- _Exercise requirements_: Rewrite the rows below with every "integer pixel values" changed to "whole-number pixel values", keeping everything else unchanged.

- _Location labeling records_:
-- begin --

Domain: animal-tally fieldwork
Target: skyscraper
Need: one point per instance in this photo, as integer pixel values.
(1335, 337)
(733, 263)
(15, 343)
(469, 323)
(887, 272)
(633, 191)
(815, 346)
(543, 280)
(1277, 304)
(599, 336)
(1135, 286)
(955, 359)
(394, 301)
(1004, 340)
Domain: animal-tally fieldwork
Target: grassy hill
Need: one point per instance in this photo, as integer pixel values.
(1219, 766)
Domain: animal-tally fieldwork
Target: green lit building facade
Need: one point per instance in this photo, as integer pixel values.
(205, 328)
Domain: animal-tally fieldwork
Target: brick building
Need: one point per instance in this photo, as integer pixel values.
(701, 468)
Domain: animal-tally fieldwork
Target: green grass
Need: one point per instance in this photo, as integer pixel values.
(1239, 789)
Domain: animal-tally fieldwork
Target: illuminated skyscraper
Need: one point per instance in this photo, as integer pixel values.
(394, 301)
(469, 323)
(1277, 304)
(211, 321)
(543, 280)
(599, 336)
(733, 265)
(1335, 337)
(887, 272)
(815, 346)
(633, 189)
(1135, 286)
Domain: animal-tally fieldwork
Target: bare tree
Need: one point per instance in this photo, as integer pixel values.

-- end --

- _Solution to this exercise_:
Domain: animal-tally fieldwork
Target: skyscraper
Need: one point per instance in this photo, as whole-number pixel values.
(1335, 337)
(733, 263)
(15, 343)
(469, 323)
(887, 272)
(633, 191)
(815, 346)
(543, 280)
(1277, 304)
(599, 336)
(1135, 286)
(955, 359)
(394, 301)
(1004, 340)
Domain: animal-tally fieldwork
Target: grassy hill
Need: one point per instance in this photo, as whole-number pixel values.
(1219, 766)
Domain: animal-tally fieldwork
Target: green lit building facade
Need: one point per instance in this photo, as whole-number pixel values.
(205, 328)
Domain: animal-tally fieldwork
Target: brick building
Need: one point per instance in this photo, as whole-number pixel values.
(701, 468)
Domain: animal-tally fieldwork
Target: green grass
Need: one point per instance in this photo, as whole-number pixel values.
(1239, 789)
Domain: animal-tally fieldwork
Target: illuminated skyscraper
Need: one point per instance in this photo, as whole-number pixel values.
(394, 301)
(469, 323)
(1277, 304)
(211, 321)
(543, 280)
(599, 336)
(733, 265)
(1335, 337)
(887, 272)
(815, 346)
(633, 189)
(1135, 286)
Domain: animal-tally fieldwork
Target: bare tree
Need: one point per instance in this photo, as whole-number pixel values.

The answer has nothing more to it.